──────── DATA PROVIDED

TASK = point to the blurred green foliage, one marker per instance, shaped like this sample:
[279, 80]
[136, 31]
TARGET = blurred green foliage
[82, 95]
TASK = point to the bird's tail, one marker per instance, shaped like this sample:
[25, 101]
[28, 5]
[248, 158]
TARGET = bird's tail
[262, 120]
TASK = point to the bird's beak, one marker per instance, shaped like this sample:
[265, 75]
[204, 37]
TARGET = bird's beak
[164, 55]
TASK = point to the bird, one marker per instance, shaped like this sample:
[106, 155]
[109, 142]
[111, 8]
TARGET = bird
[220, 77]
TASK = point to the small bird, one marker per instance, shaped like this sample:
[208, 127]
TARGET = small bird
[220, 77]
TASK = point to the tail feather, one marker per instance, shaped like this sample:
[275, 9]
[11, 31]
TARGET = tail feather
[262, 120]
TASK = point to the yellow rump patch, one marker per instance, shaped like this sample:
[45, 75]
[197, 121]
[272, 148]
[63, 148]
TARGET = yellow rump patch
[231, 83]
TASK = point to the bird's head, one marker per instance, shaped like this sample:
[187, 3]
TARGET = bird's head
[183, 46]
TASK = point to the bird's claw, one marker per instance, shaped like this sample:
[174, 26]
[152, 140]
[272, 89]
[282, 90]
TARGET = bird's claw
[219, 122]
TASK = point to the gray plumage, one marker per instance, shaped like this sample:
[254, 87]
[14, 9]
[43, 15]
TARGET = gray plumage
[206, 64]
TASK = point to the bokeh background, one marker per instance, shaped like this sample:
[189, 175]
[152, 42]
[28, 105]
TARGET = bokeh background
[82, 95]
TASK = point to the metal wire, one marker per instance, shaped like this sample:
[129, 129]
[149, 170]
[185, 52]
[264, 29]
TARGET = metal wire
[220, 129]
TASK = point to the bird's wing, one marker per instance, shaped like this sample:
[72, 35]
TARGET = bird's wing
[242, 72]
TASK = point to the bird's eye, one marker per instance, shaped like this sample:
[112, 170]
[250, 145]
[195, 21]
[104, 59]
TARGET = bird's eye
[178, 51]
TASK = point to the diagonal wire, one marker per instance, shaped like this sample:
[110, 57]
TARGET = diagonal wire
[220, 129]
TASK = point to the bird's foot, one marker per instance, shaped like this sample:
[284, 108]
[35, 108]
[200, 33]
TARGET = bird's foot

────────────────

THE PROBLEM: Recreate the listing word for word, omitting nothing.

THE COMPLETED TASK:
TASK = point to the blurred green foliage, one marker per instance, shaped like this sample:
[279, 80]
[136, 31]
TARGET = blurred green foliage
[82, 95]
TASK = point to the bird's tail, one marker per instance, shaped like this sample:
[25, 101]
[28, 5]
[248, 158]
TARGET = bird's tail
[262, 120]
TASK = point to the bird's beak, one marker per instance, shaped like this sample:
[265, 75]
[204, 37]
TARGET = bird's beak
[164, 55]
TASK = point to the bird, one marker per instance, shaped like this sample:
[106, 155]
[109, 142]
[111, 8]
TARGET = bird
[220, 77]
TASK = point to the small bird, one marker per instance, shaped like this sample:
[208, 127]
TARGET = small bird
[220, 77]
TASK = point to the tail feather, one marker per instance, shaped like this sample:
[275, 9]
[11, 31]
TARGET = tail feather
[262, 120]
TASK = point to the yellow rump patch, one marker per instance, shaped like this sample:
[45, 75]
[197, 121]
[272, 148]
[63, 148]
TARGET = yellow rump patch
[231, 83]
TASK = point to the bird's head, one marker per instance, shaped like this sample:
[187, 3]
TARGET = bird's head
[183, 46]
TASK = point to the bird's claw, one marker per instance, shaped like this sample:
[174, 26]
[152, 140]
[272, 89]
[282, 90]
TARGET = bird's claw
[219, 122]
TASK = point to the gray plumage, one marker per instance, shaped like this sample:
[254, 87]
[14, 9]
[43, 15]
TARGET = gray plumage
[206, 64]
TASK = point to the bokeh background, one marker per instance, shaped like this sample:
[189, 175]
[152, 42]
[28, 105]
TARGET = bokeh background
[82, 95]
TASK = point to the metal wire, one marker per instance, shaped like this sample:
[129, 129]
[149, 170]
[185, 52]
[264, 29]
TARGET = metal wire
[220, 129]
TASK = point to the bird's wing, one marker per instance, shaped like this sample:
[72, 35]
TARGET = bird's wing
[242, 72]
TASK = point to the bird's eye, one marker per instance, shaped like this sample:
[112, 170]
[250, 145]
[195, 21]
[104, 59]
TARGET = bird's eye
[178, 51]
TASK = point to the diagonal wire, one marker per instance, shaped like this sample:
[110, 57]
TARGET = diagonal wire
[220, 129]
TASK = point to the bird's foot, one marker per instance, shaped like this sample:
[284, 108]
[35, 108]
[200, 33]
TARGET = bird's foot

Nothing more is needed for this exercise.